### PROBLEM STATEMENT
In the data below, swap "wristband" for "sweatband" and repeat the lines from the one with "If you could annotate the gray uniform" up to and including the one with "(1128, 635)", leaving everything else unchanged.

### STORED RECORDS
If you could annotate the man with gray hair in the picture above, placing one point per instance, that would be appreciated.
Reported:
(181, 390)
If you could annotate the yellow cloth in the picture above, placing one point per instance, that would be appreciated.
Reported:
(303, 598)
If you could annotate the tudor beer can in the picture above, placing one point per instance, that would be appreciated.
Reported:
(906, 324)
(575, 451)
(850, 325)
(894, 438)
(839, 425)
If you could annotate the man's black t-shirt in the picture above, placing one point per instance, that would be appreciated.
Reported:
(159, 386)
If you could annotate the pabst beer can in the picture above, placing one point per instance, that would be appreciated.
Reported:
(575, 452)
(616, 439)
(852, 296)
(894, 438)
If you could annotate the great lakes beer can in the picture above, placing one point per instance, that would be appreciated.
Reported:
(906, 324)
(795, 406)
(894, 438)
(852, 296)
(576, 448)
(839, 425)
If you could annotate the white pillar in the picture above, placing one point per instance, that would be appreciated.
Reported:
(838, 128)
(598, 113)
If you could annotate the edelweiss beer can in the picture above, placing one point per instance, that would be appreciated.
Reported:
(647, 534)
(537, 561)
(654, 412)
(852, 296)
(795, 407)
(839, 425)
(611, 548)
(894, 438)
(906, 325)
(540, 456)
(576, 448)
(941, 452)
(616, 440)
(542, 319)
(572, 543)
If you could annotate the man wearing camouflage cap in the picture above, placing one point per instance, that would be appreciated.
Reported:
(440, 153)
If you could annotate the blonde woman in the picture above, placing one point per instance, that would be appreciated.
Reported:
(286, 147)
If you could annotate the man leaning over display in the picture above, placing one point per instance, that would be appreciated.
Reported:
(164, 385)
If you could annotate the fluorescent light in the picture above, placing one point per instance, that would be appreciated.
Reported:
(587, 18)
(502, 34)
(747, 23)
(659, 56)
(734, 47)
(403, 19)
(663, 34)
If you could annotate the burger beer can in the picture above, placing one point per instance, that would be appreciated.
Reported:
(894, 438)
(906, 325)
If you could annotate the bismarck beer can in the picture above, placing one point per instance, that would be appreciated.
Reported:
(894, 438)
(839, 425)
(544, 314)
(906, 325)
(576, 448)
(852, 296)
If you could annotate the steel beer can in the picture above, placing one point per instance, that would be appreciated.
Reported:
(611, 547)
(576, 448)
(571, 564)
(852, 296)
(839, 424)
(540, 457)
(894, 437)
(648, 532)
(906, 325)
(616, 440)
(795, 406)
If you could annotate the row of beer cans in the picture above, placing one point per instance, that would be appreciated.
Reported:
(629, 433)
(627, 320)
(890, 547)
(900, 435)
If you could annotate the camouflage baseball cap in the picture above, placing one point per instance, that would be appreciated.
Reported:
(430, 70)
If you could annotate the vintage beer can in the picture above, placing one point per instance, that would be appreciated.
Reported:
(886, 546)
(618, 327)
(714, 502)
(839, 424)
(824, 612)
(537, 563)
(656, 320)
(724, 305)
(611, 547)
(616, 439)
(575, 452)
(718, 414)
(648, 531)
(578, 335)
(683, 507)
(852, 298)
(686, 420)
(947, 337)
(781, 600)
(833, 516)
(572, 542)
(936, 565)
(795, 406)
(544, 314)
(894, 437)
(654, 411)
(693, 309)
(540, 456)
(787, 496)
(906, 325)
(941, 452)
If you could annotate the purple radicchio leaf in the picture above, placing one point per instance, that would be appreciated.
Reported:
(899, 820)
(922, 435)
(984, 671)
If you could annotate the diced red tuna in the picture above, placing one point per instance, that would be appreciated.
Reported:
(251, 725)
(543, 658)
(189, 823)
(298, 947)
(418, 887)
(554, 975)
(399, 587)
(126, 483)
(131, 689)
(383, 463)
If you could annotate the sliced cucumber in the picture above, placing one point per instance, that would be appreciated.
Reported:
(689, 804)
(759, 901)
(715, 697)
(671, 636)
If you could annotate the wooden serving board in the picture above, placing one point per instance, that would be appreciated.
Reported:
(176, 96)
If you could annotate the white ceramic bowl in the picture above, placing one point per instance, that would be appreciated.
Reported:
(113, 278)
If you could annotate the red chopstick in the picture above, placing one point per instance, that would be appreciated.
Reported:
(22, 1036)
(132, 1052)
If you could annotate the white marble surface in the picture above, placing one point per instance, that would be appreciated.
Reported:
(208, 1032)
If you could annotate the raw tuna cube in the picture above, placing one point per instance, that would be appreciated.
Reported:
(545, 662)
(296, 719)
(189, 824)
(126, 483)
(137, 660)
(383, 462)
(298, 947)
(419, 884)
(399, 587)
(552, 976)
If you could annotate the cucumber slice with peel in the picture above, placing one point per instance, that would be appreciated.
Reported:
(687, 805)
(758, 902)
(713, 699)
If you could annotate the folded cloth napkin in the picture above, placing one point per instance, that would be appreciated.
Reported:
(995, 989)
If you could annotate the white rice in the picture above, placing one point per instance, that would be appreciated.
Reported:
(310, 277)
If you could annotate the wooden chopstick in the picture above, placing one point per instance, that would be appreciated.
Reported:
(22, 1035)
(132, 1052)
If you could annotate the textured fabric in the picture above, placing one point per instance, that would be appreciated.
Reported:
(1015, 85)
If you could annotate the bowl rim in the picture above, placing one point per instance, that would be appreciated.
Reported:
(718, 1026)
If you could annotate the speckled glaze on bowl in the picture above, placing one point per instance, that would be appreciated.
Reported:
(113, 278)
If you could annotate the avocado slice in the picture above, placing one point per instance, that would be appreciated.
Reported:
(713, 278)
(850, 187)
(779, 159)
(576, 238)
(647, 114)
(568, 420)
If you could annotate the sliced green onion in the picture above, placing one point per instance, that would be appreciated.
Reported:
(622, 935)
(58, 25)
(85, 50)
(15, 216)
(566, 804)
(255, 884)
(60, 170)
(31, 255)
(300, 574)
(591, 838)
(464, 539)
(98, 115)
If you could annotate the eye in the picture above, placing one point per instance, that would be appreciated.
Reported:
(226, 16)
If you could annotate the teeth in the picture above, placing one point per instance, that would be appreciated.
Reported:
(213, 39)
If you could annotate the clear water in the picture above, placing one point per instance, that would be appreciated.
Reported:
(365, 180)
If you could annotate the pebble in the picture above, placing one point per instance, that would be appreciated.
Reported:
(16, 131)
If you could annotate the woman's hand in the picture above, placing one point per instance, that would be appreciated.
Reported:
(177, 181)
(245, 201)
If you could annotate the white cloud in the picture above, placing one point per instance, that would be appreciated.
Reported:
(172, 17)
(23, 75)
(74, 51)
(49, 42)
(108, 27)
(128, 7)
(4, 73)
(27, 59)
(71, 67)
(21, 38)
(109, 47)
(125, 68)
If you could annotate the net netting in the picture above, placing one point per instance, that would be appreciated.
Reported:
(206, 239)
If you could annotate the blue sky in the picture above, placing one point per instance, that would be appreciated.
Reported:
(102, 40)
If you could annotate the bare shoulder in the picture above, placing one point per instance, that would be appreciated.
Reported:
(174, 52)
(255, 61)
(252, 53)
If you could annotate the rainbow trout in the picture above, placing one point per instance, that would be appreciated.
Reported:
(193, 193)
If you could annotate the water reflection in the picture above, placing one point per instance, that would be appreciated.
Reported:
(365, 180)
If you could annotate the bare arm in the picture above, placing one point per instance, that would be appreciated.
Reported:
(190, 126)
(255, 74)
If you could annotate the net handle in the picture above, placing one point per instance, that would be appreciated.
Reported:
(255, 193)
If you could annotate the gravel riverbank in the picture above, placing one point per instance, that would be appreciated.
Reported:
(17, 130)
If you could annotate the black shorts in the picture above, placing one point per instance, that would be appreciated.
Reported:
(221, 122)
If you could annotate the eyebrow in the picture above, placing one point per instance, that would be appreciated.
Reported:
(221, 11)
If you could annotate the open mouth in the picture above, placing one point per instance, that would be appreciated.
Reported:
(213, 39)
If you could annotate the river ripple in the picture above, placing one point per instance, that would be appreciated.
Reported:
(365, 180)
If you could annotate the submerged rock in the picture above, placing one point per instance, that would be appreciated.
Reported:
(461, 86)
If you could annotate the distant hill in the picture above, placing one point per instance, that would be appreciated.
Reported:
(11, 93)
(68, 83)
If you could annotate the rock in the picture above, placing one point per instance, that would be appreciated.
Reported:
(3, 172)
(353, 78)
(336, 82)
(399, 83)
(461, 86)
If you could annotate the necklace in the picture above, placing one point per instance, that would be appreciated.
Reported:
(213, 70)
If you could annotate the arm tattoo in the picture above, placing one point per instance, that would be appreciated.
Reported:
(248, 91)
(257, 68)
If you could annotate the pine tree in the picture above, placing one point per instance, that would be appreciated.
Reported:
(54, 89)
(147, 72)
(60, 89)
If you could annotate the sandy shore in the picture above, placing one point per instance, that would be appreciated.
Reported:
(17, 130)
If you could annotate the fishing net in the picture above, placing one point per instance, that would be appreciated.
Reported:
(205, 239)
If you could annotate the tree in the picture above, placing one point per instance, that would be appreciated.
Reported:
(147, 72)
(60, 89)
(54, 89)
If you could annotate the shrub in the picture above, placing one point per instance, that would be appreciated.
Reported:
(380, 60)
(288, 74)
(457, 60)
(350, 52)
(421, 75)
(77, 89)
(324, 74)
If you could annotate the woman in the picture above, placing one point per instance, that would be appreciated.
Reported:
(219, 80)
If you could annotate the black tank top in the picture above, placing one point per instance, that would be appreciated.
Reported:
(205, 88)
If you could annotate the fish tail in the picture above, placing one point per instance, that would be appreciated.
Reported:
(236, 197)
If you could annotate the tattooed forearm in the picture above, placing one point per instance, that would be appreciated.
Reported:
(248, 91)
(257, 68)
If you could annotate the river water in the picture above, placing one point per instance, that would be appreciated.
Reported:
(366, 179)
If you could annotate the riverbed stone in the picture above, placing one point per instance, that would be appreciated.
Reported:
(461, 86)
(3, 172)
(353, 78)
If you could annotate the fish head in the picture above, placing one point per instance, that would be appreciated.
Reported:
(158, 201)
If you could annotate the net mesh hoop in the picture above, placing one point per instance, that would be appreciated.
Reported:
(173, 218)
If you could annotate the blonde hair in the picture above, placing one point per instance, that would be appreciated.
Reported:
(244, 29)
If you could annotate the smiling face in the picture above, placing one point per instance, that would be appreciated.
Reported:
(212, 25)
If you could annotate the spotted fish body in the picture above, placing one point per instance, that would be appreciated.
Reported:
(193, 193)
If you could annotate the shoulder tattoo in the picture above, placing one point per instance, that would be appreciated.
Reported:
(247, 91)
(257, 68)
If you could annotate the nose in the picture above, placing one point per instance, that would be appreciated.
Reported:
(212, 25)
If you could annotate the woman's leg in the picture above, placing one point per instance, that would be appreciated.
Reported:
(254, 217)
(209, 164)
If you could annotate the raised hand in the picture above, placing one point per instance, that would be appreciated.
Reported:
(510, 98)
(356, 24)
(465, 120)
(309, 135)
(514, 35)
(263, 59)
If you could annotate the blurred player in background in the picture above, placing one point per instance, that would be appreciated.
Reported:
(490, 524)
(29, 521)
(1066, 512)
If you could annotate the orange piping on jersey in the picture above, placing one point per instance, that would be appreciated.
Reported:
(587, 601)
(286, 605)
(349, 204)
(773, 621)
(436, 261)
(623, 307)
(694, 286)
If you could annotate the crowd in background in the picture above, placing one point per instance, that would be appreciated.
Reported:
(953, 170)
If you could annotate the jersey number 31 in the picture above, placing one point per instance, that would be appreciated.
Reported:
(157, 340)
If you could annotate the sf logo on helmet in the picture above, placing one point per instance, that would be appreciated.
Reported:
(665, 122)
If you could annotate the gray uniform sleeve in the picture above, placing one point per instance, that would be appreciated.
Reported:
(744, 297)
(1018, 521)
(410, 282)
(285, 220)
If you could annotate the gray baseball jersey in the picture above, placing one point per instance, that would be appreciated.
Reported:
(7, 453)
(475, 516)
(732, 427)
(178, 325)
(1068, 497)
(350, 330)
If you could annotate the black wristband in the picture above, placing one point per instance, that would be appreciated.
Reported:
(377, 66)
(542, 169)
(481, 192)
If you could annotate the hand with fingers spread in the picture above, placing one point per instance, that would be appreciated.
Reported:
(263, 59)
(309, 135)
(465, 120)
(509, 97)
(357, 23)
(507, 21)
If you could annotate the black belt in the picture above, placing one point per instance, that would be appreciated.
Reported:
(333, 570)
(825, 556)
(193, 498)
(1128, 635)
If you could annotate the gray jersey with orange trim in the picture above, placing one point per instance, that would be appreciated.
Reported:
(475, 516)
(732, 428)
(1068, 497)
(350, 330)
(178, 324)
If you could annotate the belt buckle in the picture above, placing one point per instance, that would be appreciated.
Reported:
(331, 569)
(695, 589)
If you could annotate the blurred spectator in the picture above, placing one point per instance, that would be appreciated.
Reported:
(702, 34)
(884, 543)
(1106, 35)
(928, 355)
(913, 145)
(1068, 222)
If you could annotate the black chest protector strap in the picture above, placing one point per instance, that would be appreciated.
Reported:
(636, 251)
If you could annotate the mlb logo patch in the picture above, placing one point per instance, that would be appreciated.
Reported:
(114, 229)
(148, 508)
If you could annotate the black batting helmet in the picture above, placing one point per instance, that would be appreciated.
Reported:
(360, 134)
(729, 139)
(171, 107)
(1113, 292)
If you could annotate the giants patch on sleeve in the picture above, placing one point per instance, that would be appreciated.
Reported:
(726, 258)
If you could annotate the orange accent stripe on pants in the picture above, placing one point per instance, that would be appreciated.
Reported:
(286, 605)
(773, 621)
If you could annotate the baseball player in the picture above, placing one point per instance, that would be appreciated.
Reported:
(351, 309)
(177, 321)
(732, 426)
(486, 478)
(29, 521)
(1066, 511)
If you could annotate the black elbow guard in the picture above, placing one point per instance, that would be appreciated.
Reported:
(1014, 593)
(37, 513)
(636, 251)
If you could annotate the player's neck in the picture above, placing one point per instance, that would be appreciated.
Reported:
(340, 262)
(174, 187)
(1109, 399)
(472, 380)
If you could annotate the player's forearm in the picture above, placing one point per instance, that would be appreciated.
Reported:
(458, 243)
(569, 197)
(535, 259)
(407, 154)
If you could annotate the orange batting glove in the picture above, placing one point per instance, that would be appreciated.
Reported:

### ANSWER TO THE TASK
If you could annotate the gray uniform sleeve in the picture above, placing one point per instance, that would be appreciated.
Reported:
(744, 297)
(1018, 521)
(410, 282)
(285, 220)
If you could annotate the gray baseball jersey in the picture above, placing one point per instance, that would be appreciated.
Reported:
(7, 453)
(475, 516)
(732, 427)
(178, 325)
(1068, 497)
(350, 330)
If you could annotate the black sweatband in the picture above, placing one point per instance, that would be appreciated.
Reported:
(377, 66)
(542, 169)
(481, 192)
If you could annotate the hand with fingers spread in the picture above, placing one point per instance, that would be appreciated.
Reported:
(263, 59)
(309, 135)
(465, 120)
(509, 97)
(357, 23)
(507, 21)
If you could annotate the black belt in the picture above, placing one point per instance, that would be appreciated.
Reported:
(333, 570)
(825, 556)
(193, 498)
(1128, 635)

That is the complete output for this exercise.